→ Information
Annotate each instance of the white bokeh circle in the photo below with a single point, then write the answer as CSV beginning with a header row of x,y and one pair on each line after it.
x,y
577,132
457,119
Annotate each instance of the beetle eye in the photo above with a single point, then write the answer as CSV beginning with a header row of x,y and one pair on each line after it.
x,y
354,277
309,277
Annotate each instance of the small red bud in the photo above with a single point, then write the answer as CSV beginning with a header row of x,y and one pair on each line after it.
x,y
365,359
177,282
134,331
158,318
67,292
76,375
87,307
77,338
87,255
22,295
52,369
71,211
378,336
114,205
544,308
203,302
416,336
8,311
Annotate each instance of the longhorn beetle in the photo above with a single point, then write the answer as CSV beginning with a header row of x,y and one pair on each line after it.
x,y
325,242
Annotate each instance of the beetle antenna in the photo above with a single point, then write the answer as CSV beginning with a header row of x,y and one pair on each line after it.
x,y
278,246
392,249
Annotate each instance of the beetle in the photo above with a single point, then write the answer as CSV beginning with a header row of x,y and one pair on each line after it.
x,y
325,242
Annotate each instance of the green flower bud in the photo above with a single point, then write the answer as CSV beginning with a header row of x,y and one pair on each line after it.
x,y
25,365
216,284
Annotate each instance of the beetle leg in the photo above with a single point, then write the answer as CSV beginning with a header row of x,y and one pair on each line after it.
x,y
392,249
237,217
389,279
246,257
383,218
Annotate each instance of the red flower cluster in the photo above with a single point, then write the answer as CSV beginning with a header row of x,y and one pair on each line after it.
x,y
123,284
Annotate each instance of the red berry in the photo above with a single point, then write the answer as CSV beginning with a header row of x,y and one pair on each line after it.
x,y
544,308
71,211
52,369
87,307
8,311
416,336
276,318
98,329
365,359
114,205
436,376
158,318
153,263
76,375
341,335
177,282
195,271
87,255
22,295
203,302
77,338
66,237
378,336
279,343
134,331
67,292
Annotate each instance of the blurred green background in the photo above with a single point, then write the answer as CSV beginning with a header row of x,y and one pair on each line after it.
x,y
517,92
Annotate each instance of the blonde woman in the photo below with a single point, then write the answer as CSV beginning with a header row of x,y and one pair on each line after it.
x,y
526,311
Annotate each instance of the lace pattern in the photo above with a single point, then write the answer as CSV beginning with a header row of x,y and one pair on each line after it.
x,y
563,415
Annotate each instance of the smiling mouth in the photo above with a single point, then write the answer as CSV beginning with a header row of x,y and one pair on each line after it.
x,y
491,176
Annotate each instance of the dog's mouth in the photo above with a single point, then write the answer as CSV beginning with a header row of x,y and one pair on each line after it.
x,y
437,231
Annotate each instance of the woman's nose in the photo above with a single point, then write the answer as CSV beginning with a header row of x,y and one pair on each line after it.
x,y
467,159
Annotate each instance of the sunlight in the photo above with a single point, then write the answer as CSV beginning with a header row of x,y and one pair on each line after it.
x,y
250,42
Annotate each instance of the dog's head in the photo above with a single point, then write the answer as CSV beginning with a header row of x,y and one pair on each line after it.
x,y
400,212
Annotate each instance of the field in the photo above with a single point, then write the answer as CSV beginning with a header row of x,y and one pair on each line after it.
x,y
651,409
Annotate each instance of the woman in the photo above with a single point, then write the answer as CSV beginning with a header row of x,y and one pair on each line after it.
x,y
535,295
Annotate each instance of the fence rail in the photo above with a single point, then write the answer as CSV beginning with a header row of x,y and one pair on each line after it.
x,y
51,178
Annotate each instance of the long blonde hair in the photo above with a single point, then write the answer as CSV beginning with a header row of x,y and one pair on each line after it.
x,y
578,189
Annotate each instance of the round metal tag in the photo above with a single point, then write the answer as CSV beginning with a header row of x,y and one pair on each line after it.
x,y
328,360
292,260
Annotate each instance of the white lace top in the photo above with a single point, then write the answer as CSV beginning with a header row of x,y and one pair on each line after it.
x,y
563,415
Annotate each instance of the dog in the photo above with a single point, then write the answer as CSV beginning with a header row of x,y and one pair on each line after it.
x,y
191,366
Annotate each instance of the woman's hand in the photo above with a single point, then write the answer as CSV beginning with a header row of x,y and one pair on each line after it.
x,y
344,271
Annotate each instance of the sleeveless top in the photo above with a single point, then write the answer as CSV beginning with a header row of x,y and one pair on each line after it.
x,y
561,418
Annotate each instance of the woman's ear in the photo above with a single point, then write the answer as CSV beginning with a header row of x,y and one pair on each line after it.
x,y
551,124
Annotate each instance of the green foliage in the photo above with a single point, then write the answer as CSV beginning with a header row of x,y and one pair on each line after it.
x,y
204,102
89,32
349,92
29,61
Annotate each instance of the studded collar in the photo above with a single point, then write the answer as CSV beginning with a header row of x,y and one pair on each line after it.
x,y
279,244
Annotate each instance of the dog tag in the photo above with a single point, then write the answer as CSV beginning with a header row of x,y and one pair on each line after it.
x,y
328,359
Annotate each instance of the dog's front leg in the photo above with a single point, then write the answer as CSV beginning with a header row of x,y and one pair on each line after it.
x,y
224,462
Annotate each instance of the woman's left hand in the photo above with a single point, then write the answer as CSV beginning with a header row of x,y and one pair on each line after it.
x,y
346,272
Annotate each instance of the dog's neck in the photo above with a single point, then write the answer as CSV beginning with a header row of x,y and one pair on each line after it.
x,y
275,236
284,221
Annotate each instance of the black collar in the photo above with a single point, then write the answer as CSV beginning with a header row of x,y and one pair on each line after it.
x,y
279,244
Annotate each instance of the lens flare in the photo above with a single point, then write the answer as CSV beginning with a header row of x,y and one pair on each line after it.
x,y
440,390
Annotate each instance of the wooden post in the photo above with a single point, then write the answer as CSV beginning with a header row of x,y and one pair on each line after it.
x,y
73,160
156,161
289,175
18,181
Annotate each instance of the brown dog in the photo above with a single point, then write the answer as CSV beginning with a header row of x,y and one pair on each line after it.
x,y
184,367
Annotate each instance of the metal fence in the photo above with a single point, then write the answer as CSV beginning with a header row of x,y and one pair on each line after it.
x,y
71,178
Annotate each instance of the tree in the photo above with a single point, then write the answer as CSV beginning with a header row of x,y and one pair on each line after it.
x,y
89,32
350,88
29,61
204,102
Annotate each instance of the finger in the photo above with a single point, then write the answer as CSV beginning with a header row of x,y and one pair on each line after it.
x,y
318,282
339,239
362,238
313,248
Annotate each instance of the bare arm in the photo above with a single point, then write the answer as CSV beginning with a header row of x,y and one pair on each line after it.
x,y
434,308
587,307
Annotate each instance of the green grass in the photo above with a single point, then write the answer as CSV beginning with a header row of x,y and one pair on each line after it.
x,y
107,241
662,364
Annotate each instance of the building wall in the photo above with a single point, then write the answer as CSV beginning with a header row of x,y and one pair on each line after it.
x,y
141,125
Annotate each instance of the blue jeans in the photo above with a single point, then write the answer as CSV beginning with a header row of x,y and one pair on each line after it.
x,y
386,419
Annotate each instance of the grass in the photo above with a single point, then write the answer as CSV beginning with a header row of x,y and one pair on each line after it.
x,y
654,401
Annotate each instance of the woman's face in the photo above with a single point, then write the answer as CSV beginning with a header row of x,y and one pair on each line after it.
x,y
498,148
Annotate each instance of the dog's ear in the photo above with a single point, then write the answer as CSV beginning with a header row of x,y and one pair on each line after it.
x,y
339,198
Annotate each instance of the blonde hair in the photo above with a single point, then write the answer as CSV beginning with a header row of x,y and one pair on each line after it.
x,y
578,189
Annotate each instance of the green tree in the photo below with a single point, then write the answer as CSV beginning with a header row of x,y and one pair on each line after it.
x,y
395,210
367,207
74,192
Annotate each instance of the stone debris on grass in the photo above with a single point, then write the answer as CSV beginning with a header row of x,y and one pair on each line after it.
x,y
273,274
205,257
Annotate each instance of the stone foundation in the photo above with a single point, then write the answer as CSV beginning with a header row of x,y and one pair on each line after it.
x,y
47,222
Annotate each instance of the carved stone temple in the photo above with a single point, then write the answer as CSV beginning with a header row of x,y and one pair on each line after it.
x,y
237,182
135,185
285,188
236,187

→ What the exercise asks
Print the line that contains "Annotate each instance of the carved" and each line after it up to the end of the listing, exactly as written.

→ Written reply
Annotate each instance of the carved stone temple in the photo above with a single point, then write the answer as CSV beginning with a header row of x,y and one pair on each line after it.
x,y
237,182
135,185
285,188
236,187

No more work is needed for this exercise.